Given passage

- Associated Press - Tuesday, March 18, 2014

AKRON, Ohio (AP) - Cecil E. Thayer III plans to spend the next six months walking away his war.

Thayer, 27, of Canton, on Monday began a hike of the Appalachian Trail with 13 other veterans.

“This is a time to just kind of deal with a lot of the issues that I have never really had time to deal with,” Thayer, originally from Massillon, said in an interview shortly before the trip began. A Marine and Ohio Army National Guard veteran who served two tours in Iraq, he received a Purple Heart for injuries sustained in Iraq in 2006.

He and the other veterans entered the nearly 2,185-mile Appalachian Trail in Georgia. They plan to reach Maine sometime in September as part of a group called Warrior Hike and its event called “Walk Off The War.”

Marine Capt. Sean Gobin, a 38-year old Rhode Island native, started the Warrior Hike nonprofit group. He left the service as a 12-year veteran with two tours in Iraq and one in Afghanistan.

Gobin, now an MBA student at the University of Virginia, walked the Appalachian Trail in 2012 to raise money for a fellow Marine veteran who lost both legs in combat in 2011. He decided to expand the idea and created the Warrior Hike.

Last year, 14 veterans hiked the Appalachian Trail. This year, along with the group doing that trail, groups in the western United States are hiking the Continental Divide Trail and the Pacific Crest Trail.

Thayer, who is working toward a degree in environmental science at Kent State University, took the semester off to take part in the hike. He also operates Veteran Contracting and Painting, which hires veterans for construction and painting jobs.

In 2006, Thayer was thrown off a Humvee. His injuries included several broken ribs, a punctured lung and a traumatic brain injury. He was hospitalized for three months.

Being in combat “takes a toll,” Thayer said, because “you are taught to bottle everything up. You don’t have time to deal with stuff. Regardless of what happens, you have stuff to do.”

When someone is killed “you don’t have the luxury” of dealing with the grief, he said. “Your friend got killed today and you don’t have time. You have to patrol in eight hours.”

Thayer said he lost several friends who were killed and wounded on his first deployment.

“You don’t deal with problems on the spot,” he said. “You bottle it up and what happens is it comes out at the worst possible point, and usually on people you care about.”

He said he hopes to take time during the six-month hike to write a book about the Marine Corps and spend time thinking and decompressing.

Tasks
A) List every trail that the article on the Warrior Hike names.
B) According to the article on the Warrior Hike, how many veterans hiked the Appalachian Trail last year?
The items that follow have no connection to the article.

Data under study
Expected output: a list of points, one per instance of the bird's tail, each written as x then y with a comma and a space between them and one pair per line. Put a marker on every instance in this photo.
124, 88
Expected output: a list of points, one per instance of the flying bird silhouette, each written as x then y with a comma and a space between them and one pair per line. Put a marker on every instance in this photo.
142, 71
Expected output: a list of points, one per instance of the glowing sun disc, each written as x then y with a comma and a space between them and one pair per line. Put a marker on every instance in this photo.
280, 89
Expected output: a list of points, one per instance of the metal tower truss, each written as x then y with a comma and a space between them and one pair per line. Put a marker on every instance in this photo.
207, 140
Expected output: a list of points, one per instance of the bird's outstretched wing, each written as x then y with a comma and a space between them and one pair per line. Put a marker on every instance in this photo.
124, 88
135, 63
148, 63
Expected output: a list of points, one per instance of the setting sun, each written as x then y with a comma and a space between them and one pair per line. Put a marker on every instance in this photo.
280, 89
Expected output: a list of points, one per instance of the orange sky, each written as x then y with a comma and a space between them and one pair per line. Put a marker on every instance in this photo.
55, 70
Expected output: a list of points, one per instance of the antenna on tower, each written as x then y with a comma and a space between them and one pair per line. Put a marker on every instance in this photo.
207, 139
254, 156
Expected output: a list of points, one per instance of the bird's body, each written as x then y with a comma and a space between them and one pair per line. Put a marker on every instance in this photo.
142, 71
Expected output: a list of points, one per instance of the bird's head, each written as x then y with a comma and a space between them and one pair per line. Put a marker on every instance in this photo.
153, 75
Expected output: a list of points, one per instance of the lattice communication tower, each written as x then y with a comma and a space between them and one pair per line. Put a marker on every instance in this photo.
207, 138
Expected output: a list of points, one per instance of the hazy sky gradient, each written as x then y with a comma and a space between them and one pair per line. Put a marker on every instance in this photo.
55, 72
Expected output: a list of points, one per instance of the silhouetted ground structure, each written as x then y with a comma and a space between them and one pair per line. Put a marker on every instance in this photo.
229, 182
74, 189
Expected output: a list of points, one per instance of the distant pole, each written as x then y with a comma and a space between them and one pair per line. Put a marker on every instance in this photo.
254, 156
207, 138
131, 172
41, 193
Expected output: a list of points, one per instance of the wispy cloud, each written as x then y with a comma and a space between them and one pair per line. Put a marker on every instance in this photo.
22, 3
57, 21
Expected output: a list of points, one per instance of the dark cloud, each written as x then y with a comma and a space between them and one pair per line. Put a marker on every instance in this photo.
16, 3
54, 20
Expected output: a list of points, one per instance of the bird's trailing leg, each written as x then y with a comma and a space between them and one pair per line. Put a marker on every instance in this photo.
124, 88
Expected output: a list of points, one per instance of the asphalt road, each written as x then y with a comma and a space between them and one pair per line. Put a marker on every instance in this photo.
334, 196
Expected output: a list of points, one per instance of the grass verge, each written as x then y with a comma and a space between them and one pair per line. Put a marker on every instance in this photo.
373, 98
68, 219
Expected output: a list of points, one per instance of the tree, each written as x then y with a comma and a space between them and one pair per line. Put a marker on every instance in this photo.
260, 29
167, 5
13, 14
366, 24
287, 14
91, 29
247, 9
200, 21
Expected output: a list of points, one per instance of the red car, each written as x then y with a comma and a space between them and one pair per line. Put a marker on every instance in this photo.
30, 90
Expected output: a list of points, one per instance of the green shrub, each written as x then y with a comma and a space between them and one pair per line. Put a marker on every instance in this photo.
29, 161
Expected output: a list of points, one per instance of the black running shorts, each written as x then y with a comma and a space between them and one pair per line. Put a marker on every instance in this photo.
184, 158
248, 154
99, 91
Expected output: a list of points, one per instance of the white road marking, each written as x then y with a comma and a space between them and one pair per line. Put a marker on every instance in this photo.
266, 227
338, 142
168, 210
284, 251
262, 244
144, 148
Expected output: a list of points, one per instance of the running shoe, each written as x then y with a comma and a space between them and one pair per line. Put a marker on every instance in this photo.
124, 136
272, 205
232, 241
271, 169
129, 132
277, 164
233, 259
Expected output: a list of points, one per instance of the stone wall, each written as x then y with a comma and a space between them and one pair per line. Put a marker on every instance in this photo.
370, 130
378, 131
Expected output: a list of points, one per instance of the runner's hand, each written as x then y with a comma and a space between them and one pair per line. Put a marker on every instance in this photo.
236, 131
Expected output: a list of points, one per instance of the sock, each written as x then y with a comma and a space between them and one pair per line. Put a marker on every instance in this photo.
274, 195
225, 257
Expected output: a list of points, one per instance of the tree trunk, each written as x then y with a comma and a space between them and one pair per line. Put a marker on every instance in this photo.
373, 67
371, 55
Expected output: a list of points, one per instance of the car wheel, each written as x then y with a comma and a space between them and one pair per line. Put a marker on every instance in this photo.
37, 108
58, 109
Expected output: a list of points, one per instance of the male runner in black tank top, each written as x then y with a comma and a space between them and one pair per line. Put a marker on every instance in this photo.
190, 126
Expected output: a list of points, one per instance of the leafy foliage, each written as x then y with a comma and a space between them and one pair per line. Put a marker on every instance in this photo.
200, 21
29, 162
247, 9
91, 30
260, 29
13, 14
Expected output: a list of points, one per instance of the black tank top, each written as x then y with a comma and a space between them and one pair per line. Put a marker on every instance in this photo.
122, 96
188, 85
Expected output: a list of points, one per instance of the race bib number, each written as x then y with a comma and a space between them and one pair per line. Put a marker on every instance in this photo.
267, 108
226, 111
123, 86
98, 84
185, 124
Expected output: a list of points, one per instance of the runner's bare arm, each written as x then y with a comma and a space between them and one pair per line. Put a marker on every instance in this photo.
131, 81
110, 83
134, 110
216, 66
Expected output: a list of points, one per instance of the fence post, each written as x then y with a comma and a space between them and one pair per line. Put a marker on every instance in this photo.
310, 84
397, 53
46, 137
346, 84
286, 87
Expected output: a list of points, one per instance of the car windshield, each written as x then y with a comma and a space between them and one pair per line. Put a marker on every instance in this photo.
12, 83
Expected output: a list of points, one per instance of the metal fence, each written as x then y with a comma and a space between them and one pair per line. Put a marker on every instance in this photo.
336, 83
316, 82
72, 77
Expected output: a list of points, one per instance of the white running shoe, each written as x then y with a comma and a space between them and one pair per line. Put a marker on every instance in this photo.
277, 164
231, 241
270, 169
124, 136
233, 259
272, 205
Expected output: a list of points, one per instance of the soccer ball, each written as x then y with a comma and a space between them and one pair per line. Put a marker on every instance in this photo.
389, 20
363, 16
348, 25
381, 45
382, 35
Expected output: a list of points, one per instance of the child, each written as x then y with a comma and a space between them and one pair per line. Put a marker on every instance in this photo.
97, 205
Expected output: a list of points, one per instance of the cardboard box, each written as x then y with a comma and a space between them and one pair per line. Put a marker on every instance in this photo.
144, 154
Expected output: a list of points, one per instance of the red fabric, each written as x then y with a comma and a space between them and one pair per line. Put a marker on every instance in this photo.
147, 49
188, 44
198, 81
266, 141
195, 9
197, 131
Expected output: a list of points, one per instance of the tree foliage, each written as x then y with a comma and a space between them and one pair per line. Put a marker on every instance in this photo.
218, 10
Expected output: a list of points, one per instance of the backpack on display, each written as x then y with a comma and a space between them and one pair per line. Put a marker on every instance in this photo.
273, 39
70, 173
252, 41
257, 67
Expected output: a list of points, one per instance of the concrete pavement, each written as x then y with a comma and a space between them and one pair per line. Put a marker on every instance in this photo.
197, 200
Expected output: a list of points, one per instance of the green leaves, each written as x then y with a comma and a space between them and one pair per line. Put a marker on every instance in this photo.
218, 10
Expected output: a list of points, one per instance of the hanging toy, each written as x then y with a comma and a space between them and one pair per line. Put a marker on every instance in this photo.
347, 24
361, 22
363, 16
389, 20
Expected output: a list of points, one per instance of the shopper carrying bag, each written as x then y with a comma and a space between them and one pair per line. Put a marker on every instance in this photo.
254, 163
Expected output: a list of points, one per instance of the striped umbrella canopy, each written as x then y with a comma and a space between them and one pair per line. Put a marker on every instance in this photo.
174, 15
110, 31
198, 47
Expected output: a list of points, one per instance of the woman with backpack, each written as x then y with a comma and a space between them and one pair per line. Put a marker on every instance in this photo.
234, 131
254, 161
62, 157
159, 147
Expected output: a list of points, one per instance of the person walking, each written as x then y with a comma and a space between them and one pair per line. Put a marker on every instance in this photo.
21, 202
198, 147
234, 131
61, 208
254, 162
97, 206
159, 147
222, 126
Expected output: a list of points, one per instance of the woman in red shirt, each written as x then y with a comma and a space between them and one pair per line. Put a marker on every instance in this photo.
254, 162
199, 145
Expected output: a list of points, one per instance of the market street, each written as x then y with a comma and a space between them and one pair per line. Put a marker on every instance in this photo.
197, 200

Results in order
A) The Appalachian Trail, the Continental Divide Trail, the Pacific Crest Trail

B) 14 veterans